• _EXERCISE SET_
**a)** List the titles of all the movies described in the text about golf movies you may have missed.
**b)** In the text about golf movies you may have missed, who plays the part of groundskeeper Carl Spackler in Cattyshack?
**c)** Continue the text about golf movies you may have missed, starting after its last sentence.

• _TEXT SEGMENT_
----
Golf Movies You May Have Missed
Are you looking to expand your golf media literacy? Well, you'd be surprised at the amount of movies about golf out there, whether sweeping epics that invite audiences to briefly live among the gentry, or zero-to-hero stories where the everyman can remind the rich folk that everyone is human. But for every highly emotional Oscar-nominated character study, there are many that have gone beneath the radar - for better, or worse. Here are a few that I've found in my travels, that you probably won't be finding on IMDB.
- The Legend of Badger Vance - This period piece features Will Smith as a completely ordinary badger who appears in the dead of night to provide golf advice to a drunken Matt Damon.
- Harpy Gilmore - More or less the exact same movie as Happy Gilmore, except that Adam Sandler has been replaced with a monstrous bird-woman-hybrid (albeit still one with an affinity towards hockey). The fight scene with Bob Barker goes somewhat differently.
- Cattyshack - The classic golfing farce remastered for a new generation. Thanks to the miracle of modern computer technology (cough), the part of groundskeeper Carl Spackler has been recast to Garfield as he appeared in 2004's Garfield movie. Nothing else has changed.
- Gorf on Dolf - The fabled lost entry in Tim Conway's cult-favorite video series, and the only one not to feature Tim Conway at all. In his place is a 1981 "Gorf" arcade machine with a bizarre fascination for a certain Swedish actor. "HE WAS REALLY GOOD IN THAT HE-MAN MOVIE," says Gorf.
----
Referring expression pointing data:
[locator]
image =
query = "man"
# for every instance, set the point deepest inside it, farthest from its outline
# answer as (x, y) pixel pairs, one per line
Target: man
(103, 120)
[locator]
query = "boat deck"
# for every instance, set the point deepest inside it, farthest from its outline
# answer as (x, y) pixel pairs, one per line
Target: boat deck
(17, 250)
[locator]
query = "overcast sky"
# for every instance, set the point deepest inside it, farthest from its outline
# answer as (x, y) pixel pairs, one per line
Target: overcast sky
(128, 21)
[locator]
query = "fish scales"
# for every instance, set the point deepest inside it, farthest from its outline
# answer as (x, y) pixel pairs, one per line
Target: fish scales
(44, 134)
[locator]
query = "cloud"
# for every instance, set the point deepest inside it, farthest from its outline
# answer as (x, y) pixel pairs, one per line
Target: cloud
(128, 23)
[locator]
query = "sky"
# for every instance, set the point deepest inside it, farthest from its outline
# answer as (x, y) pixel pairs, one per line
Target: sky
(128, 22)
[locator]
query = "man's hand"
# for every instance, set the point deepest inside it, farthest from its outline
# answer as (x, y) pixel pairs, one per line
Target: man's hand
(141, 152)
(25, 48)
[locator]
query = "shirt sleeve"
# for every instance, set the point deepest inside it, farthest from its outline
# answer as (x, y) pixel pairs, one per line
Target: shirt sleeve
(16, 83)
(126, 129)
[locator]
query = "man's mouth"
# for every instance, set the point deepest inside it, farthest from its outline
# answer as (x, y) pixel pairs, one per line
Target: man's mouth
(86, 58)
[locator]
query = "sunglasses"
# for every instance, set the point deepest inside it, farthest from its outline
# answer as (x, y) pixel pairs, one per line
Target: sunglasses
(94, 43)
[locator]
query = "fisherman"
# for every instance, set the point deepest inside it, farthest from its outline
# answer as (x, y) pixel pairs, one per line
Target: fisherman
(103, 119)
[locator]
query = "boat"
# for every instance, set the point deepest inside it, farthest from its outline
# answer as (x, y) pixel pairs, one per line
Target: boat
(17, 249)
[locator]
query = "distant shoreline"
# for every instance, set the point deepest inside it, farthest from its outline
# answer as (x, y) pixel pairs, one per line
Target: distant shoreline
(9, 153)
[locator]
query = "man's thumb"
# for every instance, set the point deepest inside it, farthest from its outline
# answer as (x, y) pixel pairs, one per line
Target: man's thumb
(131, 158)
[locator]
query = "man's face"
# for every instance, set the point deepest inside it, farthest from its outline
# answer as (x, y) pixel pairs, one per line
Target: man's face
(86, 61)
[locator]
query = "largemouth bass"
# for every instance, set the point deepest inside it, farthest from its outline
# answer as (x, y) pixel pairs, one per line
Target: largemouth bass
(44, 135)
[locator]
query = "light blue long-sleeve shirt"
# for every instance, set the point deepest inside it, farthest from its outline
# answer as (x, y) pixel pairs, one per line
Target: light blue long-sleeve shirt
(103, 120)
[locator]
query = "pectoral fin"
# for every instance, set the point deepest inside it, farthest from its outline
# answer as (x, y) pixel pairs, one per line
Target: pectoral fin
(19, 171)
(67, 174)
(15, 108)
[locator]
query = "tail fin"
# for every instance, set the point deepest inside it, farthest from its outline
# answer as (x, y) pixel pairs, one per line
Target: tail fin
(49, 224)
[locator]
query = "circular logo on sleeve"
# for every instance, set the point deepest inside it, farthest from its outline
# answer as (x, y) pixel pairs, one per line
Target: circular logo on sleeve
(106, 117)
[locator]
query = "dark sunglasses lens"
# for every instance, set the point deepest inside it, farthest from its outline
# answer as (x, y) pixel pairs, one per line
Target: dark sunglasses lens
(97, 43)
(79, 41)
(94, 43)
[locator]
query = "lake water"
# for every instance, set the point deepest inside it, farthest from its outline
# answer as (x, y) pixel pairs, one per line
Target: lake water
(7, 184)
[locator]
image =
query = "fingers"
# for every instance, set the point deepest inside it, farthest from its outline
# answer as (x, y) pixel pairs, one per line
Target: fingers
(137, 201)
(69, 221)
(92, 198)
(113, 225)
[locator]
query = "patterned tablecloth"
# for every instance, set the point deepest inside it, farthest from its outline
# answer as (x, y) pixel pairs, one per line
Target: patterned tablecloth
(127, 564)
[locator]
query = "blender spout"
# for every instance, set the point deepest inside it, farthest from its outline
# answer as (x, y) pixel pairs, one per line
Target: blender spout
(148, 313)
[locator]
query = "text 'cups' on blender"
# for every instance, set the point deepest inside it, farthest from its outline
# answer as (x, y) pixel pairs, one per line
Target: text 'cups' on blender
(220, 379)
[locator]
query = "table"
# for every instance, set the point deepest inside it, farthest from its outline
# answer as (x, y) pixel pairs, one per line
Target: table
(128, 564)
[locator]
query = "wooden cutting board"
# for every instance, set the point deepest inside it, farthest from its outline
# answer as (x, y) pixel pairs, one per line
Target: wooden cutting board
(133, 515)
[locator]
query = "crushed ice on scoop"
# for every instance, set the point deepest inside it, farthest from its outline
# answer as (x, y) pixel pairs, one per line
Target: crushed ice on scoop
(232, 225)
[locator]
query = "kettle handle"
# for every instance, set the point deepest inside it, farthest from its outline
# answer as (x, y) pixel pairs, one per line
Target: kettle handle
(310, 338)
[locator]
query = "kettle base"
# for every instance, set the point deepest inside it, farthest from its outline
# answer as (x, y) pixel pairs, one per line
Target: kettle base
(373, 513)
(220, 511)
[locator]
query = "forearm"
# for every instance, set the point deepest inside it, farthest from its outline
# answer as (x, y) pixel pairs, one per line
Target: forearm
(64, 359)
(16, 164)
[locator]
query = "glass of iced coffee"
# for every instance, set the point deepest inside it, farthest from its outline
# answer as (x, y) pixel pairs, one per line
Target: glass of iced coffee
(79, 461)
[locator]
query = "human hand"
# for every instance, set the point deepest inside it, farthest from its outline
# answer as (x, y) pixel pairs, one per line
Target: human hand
----
• _ANSWERS TO THE EXERCISE_
**a)** The Legend of Badger Vance, Harpy Gilmore, Cattyshack, Gorf on Dolf

**b)** Garfield, as he appeared in the 2004 Garfield movie.

**c)**
- RoboCup - When Detroit police officer Alex J. Murphy is brutally murdered on duty, Omni Consumer Products take advantage of this opportunity to rebuild him... directly into the eighteenth green at Warwick Hills Golf and Country Club, just in time for the 6000 SUX Grand Invitational.
- Jurassic Par - After the events of the original film, InGen struggle to figure out what to do with the Park. As we come to find, the answer was not to construct eighteen holes on it. Jeff Goldblum is seen shanking his tee shot out of bounds into "a huge pile of shit." The lawyer gets eaten by a Tyrannosaurus while attempting to escape from a fairway bunker.
- Columbo, in "Out of Bounds" - An unaired episode of the original 1970s series; a Los Angeles County judge (Ted Knight) bumps off a local defense lawyer (Ed Asner), and buries him beneath the first tee box at Torrey Pines. Columbo, invited to the Amateur Open, swears something is off about his drive.
- Die Par'd - New York policeman John McClane is in town to visit estranged wife Holly at the Nakatomi Open at Pebble Beach when it is seized by German terrorists intending to make off with the Hole in One contest prize car. McClane finds it difficult to swing without shoes.
- O Brother, Where Art Thy Ball? - A Depression era period piece set in the American South, following three prison escapees as they struggle to locate Everett McGill's errant tee shot. Delmar believes it has been transformed into a toad.
- Parfield - Thanks to the miracle of very careful film editing from archival footage, 2004's Garfield movie now stars not a computer animated orange cat, but groundskeeper Carl Spackler, from the late 70s golfing farce, Caddyshack. Absolutely nothing else has been changed.
- Street Golfer: The Movie - Jean-Claude Van Damme and Raul Julia star in this adaptation of the D3 Publisher Simple Series game, in which golfers from around the world gather in the streets of Shibuya to smash balls up highways and off buildings.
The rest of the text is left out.